**DOCUMENT TEXT:**

Lol I didn't have a sign, and I commented above how many of the signs were clearly pieced together from office supplies. Sad!




It's something to behold, huh? It's like watching a slow motion ten car pileup, that are somehow all clown cars.

The following sort of gets at why I yawn every freakin' time gr starts to "debate" "free speech" ::
https://itself.blog/2017/03/08/the-gr...
"The Groundhog Day theory of free speech, where we have to start from zero every time an idea comes up, where we have to act like history never happened — that is not a model of free speech worth defending. Some things are true, some things are false, and some things are profoundly dangerous. If free speech isn’t an engine for collaboratively discerning those distinctions, then it’s sheer nihilism."
I don't need to give a platform to the advocation of genocide anymore than I need to give a platform to someone who wants to "debate" whether rape is really wrong.
In other words, it's the old Hegelian point that reasoned discourse does in fact have a result is not always only process. Like with the question of climate change.

I am really very confused about the Swedish no-go zones, if people haven't already forgotten about them. On the one hand, I was at an international research meeting yesterday in Brussels and found myself sitting next to the Swedish delegate, a very sensible woman I've known for years. I asked her what her take on this was. She said she'd once ended up by accident in a bad part of Göteborg where nearly everyone is a migrant, and been escorted out by a couple of policemen who told her she should have had more sense. She described it as a pretty scary experience.

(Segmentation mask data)
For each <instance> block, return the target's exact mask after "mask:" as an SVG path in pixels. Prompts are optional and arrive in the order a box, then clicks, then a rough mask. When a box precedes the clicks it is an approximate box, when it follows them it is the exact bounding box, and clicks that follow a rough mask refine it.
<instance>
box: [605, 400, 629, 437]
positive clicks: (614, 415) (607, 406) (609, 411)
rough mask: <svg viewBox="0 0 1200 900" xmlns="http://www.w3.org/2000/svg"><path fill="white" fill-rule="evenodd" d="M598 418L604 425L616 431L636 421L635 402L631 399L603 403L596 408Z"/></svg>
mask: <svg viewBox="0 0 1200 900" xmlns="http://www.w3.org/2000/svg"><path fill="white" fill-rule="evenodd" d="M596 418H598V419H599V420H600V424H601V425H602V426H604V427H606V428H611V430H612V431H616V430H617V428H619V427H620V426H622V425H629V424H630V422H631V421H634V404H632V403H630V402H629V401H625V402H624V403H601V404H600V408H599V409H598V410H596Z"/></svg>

...

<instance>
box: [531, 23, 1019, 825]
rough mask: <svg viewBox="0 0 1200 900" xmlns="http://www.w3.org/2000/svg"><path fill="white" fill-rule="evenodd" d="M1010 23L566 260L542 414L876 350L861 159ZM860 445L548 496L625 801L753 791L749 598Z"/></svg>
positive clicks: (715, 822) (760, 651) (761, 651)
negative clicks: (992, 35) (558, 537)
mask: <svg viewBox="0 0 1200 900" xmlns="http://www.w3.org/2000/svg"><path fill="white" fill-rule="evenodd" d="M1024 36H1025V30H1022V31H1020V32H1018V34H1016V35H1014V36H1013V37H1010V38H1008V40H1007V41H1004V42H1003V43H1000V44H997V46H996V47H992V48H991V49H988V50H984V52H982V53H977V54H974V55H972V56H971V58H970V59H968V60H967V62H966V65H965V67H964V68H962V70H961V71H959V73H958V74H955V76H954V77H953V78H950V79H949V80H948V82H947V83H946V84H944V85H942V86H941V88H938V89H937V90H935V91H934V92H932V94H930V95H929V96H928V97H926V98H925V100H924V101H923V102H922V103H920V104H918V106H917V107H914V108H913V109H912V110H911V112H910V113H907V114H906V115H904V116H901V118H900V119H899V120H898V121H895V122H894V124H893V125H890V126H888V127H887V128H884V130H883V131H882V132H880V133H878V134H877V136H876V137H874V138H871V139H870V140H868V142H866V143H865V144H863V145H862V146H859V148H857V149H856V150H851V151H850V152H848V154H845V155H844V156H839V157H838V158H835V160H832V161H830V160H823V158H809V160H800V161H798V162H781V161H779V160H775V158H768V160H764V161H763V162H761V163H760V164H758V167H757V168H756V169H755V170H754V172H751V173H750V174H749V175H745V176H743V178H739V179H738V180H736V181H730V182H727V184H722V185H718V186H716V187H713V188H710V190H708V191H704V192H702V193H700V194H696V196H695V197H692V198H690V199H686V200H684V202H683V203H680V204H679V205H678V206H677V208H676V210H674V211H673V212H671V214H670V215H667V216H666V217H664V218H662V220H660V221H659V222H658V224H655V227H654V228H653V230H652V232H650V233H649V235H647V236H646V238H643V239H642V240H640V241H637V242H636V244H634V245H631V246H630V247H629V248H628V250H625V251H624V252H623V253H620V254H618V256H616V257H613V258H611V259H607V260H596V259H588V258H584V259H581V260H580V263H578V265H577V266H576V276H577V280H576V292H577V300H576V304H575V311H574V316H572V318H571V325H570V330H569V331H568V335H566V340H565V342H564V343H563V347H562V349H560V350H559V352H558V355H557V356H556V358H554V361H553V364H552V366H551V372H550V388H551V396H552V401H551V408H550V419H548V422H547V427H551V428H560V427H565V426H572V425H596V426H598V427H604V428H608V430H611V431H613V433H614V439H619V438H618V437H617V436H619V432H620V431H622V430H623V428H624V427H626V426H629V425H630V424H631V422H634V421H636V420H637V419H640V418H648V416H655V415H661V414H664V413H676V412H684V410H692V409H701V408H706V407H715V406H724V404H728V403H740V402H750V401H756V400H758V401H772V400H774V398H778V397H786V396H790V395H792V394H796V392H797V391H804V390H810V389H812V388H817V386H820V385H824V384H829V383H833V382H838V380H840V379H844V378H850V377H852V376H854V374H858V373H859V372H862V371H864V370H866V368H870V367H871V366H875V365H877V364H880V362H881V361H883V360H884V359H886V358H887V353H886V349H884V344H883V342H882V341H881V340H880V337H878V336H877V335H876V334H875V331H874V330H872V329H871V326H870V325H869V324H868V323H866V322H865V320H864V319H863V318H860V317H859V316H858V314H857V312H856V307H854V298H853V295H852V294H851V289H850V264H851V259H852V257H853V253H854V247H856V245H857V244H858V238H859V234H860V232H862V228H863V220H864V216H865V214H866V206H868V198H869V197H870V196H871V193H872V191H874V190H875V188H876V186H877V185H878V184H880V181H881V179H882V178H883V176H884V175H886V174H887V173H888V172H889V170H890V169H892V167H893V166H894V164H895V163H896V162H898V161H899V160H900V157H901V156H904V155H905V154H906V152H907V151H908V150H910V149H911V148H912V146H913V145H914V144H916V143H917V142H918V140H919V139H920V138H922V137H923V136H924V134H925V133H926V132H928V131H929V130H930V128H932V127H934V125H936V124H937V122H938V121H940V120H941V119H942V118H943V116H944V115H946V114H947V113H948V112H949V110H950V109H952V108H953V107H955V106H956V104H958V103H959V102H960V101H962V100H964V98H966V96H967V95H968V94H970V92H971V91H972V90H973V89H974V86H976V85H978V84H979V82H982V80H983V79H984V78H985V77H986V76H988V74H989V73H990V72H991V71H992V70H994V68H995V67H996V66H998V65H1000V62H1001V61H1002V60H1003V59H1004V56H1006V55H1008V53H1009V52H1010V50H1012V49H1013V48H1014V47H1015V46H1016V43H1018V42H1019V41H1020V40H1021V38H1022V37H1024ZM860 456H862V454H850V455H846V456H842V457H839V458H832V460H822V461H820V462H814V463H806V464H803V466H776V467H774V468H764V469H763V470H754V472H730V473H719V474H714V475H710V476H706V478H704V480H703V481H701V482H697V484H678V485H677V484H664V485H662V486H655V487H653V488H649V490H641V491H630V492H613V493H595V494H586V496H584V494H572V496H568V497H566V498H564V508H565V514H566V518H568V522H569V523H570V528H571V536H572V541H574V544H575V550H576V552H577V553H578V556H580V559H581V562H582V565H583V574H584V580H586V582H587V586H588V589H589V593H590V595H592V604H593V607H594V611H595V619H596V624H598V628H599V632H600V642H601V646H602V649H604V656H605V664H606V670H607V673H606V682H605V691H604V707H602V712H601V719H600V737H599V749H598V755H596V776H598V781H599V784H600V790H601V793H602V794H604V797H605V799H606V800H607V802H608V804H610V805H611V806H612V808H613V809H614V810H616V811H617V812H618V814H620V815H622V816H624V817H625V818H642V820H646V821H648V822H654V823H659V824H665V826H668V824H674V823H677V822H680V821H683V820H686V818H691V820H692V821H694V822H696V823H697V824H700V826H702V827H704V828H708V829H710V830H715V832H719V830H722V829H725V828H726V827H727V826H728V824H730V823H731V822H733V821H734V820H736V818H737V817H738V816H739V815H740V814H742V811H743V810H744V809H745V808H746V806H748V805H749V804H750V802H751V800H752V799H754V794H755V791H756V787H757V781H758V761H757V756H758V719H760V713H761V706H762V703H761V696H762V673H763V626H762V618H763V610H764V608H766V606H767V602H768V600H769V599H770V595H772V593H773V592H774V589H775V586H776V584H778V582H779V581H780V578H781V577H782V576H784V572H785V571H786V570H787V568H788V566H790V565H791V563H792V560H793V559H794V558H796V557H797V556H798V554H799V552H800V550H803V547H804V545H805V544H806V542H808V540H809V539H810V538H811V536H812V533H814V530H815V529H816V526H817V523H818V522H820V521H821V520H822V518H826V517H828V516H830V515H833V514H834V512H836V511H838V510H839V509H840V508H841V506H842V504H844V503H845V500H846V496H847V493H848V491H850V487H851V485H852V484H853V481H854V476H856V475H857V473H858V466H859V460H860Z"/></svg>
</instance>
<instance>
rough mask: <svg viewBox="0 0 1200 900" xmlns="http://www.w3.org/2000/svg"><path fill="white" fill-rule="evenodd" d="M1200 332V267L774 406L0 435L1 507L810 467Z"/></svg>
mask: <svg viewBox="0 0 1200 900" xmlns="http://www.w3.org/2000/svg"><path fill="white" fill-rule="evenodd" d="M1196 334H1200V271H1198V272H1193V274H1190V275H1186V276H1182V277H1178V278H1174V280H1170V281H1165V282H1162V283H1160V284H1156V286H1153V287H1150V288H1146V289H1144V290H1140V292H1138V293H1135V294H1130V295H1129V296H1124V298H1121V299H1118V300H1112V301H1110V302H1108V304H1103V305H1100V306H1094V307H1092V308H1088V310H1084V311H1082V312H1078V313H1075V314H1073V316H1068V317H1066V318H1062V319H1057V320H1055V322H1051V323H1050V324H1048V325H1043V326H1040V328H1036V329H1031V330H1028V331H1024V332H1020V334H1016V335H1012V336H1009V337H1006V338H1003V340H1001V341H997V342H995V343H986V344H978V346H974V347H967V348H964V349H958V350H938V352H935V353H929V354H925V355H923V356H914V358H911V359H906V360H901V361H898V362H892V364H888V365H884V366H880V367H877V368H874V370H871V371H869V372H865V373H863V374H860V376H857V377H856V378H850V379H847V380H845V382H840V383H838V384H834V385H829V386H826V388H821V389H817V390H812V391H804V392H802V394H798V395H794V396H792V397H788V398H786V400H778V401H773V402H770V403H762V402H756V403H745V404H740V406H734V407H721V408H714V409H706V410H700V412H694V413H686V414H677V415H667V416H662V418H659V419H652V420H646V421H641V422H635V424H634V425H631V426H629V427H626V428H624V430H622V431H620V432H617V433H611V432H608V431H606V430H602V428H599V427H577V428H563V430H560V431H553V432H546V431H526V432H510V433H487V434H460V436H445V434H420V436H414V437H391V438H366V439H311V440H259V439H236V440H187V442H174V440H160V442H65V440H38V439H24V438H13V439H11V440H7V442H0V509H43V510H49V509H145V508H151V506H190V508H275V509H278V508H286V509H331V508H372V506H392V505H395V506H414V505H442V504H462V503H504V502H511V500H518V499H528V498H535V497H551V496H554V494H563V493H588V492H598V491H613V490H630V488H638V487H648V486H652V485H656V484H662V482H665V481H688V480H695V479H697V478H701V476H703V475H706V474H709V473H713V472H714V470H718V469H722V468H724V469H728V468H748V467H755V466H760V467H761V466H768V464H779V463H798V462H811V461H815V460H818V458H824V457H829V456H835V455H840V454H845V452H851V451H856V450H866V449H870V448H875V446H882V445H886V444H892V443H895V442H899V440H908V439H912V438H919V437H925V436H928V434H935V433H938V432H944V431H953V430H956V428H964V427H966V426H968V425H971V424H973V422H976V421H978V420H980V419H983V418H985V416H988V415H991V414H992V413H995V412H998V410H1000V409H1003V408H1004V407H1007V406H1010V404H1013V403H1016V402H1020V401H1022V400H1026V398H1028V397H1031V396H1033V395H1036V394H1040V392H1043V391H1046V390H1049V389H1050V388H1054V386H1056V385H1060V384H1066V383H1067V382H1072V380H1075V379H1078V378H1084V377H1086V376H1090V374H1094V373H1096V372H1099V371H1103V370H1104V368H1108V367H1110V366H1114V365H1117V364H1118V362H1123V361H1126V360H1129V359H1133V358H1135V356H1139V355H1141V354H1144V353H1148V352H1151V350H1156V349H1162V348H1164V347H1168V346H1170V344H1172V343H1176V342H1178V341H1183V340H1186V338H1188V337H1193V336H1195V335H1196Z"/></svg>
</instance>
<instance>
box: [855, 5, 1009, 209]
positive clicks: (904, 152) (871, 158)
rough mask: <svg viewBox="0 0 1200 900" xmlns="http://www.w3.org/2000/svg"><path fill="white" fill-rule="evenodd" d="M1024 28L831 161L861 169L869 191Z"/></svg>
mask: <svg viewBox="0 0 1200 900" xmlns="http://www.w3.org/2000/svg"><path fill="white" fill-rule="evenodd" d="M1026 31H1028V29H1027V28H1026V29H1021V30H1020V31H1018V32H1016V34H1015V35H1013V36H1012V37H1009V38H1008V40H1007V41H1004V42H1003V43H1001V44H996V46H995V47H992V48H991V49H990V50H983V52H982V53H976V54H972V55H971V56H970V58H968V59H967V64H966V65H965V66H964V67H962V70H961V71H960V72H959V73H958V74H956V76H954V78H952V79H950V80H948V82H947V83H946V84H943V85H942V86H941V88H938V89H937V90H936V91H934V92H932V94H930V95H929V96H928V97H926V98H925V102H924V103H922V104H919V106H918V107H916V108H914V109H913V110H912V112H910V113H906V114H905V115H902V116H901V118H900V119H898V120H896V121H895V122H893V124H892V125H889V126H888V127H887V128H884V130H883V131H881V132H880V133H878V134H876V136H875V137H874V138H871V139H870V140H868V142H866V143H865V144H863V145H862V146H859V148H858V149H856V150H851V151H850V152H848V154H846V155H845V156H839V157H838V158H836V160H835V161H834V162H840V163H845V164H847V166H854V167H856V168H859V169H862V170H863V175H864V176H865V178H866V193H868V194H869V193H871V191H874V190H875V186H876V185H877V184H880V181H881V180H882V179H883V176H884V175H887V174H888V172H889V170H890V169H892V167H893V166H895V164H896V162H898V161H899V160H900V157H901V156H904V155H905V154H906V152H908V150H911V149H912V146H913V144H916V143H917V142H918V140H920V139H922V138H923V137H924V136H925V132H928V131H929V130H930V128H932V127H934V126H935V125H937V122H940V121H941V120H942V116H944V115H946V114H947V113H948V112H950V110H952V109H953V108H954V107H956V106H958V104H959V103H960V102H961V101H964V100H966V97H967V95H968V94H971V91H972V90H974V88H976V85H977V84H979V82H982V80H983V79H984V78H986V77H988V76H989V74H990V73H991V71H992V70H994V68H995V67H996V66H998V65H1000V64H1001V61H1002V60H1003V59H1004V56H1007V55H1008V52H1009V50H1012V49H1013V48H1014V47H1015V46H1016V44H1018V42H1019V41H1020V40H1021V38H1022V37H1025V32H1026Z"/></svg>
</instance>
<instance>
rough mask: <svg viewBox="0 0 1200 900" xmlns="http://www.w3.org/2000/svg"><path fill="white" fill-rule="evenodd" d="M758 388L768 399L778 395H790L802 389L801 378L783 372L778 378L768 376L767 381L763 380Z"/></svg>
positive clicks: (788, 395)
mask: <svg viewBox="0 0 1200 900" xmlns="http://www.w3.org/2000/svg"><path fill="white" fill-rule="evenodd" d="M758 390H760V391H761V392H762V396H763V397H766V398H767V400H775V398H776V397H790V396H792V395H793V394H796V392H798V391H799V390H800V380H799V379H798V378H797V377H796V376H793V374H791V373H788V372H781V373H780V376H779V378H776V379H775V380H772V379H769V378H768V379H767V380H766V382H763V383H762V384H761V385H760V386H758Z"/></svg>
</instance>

---

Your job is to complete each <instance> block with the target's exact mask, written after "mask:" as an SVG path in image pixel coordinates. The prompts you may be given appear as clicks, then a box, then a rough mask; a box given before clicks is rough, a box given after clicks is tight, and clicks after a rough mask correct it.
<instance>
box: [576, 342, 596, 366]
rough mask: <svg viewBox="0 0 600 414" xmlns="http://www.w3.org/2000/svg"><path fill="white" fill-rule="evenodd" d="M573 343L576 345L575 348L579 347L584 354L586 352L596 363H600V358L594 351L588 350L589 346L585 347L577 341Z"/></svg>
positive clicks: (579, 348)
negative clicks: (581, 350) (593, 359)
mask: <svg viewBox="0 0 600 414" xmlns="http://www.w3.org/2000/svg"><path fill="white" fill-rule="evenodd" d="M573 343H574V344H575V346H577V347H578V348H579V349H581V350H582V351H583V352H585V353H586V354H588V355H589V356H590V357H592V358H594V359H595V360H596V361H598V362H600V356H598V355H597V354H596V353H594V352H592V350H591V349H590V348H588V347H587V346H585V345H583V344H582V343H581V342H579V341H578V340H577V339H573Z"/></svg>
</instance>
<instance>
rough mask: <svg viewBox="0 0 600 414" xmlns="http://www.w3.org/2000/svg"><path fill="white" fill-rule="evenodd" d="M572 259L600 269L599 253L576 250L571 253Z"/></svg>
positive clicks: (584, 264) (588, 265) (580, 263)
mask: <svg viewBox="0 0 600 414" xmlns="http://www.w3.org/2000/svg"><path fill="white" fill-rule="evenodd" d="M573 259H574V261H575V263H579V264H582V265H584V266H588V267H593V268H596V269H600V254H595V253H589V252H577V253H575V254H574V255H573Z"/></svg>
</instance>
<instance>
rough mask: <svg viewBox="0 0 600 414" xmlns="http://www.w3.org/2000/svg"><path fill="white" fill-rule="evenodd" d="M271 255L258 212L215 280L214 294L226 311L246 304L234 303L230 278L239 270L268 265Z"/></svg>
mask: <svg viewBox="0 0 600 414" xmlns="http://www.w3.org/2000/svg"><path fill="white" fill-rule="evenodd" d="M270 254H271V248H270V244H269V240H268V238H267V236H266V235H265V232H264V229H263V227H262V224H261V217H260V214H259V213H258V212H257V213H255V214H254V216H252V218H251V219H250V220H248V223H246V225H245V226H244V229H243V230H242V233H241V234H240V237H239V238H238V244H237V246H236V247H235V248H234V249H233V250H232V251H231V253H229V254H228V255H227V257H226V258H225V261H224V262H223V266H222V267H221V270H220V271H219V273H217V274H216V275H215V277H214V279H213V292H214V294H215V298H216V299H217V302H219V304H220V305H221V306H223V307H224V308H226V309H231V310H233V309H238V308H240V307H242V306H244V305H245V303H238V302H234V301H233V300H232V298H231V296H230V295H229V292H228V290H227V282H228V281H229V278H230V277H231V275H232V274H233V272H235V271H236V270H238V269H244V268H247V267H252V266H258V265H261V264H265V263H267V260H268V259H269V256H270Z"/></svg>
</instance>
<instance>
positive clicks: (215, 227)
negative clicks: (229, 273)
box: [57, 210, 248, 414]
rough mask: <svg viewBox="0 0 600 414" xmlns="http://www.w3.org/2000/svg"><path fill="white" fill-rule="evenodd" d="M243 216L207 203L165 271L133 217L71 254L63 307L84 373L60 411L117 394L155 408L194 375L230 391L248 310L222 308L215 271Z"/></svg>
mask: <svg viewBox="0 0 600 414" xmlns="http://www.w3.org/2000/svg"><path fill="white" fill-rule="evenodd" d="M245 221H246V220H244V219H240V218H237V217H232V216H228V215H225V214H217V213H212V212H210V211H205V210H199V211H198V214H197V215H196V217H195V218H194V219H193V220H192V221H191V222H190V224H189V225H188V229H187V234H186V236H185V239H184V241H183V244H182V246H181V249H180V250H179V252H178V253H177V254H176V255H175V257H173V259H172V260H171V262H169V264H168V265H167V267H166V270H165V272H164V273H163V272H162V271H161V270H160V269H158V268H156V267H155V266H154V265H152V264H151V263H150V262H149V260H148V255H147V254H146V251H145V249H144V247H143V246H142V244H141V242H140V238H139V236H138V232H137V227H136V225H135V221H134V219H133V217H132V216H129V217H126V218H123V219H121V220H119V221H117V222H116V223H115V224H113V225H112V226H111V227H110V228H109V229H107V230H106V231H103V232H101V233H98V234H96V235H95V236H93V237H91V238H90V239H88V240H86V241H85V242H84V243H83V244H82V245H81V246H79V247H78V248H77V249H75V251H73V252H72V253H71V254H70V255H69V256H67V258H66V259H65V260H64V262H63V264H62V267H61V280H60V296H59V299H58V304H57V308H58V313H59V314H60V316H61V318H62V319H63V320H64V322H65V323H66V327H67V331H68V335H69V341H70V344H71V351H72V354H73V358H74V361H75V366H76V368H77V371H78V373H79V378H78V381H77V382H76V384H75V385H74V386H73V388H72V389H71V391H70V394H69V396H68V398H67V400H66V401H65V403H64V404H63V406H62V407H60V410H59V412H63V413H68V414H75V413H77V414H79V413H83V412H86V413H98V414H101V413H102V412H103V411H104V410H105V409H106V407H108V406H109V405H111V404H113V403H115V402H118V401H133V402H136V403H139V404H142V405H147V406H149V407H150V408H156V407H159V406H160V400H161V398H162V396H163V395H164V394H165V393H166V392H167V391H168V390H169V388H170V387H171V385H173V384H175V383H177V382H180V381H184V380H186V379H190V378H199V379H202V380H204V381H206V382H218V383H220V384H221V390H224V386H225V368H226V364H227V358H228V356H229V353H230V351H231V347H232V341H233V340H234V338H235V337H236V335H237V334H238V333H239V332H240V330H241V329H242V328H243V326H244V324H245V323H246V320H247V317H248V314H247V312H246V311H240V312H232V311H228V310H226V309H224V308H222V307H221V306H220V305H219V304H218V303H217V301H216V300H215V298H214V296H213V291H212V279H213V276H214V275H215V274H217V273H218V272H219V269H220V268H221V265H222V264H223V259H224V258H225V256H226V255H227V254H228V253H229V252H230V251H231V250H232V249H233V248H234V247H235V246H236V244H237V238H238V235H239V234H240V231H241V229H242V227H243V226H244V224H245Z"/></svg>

**REQUIRED TASKS:**
- 1) Name the kinds of things that, according to the passage quoted in the forum comments, exist.
- 2) In everything from "It's something to" down to "https://itself.blog/2017/03/08/the-gr..." in the forum comments, substitute "fire trucks" for "clown cars" and write out that stretch.

**ANSWERS FOR THE TASKS:**
- 1) Things that are true, things that are false, and things that are profoundly dangerous.

- 2)
It's something to behold, huh? It's like watching a slow motion ten car pileup, that are somehow all fire trucks.

The following sort of gets at why I yawn every freakin' time gr starts to "debate" "free speech" ::
https://itself.blog/2017/03/08/the-gr...